(Work to complete) Locate every line in the material below that contains the string "sugar", and copy each such line in full.

======== Input records

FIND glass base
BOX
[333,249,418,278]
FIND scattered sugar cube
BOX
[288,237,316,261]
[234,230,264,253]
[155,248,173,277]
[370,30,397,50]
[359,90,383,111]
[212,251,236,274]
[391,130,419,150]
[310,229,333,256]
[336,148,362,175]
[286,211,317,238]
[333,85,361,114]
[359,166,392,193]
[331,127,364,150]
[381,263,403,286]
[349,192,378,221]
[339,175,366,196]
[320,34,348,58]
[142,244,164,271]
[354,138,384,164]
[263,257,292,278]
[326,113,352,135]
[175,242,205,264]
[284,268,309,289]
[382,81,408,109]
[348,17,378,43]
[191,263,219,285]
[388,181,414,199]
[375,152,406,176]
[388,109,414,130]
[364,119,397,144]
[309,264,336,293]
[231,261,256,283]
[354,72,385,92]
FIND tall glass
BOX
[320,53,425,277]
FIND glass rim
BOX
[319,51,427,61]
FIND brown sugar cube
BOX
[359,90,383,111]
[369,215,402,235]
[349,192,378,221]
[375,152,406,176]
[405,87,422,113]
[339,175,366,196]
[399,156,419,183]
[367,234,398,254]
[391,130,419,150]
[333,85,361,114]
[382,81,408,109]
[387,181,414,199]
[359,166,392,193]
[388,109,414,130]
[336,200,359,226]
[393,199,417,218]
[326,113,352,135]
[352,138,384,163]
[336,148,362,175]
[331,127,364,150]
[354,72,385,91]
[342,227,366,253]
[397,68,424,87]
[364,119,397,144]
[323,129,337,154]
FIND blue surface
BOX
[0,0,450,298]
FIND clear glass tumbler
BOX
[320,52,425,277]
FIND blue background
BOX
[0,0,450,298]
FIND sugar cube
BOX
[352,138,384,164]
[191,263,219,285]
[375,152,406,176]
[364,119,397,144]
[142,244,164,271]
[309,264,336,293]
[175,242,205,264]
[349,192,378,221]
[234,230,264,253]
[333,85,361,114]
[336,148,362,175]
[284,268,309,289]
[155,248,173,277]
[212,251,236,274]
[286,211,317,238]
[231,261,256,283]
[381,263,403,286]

================

(Result)
FIND scattered sugar cube
FIND brown sugar cube
FIND sugar cube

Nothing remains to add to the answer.